◆ RECORDS SUPPLIED:
>>
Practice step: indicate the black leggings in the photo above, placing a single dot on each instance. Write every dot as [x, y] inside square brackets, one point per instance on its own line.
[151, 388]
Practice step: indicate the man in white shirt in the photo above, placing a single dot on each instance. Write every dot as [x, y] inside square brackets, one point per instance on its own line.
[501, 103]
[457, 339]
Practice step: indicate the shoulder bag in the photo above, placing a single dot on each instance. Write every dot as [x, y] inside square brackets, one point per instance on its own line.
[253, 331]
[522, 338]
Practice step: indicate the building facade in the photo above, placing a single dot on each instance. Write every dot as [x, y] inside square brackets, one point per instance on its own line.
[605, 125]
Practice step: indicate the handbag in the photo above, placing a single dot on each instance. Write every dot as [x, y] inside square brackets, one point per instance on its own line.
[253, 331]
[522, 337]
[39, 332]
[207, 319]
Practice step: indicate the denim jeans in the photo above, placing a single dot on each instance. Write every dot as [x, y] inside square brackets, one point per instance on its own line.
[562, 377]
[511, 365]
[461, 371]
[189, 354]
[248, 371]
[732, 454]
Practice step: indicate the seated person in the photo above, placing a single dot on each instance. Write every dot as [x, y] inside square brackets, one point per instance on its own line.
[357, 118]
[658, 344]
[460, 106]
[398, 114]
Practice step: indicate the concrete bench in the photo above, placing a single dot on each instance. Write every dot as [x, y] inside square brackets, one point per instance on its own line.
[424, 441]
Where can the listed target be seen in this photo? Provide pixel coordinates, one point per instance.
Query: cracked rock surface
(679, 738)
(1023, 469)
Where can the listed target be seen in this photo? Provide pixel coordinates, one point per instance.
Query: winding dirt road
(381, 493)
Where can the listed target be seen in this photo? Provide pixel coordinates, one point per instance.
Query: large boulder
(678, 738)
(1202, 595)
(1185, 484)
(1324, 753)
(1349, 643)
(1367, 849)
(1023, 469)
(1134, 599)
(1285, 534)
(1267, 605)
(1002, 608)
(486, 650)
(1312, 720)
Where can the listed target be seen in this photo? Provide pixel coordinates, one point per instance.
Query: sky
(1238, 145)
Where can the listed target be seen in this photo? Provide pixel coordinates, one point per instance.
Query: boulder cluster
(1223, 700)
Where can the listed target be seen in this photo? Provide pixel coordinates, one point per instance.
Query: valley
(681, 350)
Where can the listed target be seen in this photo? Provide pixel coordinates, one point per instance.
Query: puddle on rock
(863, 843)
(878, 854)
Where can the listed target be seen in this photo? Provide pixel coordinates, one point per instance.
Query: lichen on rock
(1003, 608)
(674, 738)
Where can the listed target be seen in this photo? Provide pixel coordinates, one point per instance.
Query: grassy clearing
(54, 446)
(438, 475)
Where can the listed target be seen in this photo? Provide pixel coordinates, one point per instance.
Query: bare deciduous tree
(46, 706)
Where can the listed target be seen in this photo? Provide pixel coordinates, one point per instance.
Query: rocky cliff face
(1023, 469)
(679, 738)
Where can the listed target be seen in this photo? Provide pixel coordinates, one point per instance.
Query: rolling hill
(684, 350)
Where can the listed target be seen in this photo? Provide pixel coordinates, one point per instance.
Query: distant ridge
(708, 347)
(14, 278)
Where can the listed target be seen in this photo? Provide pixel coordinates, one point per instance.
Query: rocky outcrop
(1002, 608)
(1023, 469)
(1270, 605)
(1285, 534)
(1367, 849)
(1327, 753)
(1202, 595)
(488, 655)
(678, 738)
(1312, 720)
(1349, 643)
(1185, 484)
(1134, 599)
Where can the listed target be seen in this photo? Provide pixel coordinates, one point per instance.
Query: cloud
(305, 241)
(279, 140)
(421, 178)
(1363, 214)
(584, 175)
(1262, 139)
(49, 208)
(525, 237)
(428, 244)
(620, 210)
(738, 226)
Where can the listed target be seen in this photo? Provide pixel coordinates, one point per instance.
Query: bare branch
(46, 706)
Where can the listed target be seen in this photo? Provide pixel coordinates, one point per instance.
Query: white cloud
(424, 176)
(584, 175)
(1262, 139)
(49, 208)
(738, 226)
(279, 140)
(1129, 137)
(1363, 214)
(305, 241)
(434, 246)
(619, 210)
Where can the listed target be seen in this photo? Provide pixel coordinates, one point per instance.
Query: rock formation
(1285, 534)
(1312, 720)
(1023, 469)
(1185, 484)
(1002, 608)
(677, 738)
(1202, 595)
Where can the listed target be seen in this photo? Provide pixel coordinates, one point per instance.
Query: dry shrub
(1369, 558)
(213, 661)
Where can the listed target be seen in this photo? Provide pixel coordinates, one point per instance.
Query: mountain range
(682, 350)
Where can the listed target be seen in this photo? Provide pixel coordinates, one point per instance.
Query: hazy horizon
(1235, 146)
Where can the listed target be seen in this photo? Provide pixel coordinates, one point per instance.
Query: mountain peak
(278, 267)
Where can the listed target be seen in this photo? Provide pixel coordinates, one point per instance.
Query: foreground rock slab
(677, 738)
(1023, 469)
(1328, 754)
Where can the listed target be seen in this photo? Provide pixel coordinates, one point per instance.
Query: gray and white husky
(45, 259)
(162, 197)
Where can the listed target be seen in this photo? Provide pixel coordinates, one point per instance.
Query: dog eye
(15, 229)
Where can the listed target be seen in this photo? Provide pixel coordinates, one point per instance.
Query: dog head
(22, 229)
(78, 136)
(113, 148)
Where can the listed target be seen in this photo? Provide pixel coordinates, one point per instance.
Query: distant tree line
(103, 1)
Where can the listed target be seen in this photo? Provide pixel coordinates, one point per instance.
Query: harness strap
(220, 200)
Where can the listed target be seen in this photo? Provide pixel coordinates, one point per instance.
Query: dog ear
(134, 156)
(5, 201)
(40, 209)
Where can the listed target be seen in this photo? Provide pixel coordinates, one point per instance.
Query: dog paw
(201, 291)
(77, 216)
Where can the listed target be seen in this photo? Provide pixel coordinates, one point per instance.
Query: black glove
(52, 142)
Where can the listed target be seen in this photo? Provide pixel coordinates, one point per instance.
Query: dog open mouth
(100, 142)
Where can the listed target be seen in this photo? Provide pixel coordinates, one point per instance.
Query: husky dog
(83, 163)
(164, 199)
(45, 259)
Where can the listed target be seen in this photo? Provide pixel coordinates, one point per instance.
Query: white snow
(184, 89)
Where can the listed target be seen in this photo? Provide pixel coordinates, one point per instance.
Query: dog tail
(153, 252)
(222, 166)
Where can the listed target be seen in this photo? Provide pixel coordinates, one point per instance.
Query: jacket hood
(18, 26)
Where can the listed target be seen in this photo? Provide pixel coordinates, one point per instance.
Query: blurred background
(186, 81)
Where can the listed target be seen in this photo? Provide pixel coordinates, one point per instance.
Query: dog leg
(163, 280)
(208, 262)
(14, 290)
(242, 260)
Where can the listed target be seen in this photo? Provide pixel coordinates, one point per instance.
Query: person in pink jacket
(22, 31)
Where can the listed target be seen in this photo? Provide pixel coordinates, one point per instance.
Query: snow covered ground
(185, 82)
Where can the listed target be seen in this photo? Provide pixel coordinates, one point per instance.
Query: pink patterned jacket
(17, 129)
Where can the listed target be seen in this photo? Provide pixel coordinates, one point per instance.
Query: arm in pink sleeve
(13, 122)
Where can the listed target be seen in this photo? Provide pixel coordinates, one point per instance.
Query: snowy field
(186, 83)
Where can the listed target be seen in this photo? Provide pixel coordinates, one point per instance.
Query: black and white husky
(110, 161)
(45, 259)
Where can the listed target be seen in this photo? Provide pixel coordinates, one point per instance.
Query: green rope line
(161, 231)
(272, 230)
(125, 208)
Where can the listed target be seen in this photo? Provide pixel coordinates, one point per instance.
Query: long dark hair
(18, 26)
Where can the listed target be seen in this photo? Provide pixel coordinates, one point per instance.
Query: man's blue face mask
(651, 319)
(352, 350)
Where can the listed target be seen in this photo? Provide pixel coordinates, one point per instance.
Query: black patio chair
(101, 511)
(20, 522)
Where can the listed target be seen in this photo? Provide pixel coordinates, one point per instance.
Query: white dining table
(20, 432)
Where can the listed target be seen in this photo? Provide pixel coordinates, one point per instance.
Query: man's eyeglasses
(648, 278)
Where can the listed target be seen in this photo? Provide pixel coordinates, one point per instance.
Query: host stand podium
<<
◆ INSTRUCTIONS FOR THE TASK: How many lines of the data above contain the word "husky"? Reply with the number alone.

◆ WRITTEN REPLY: 3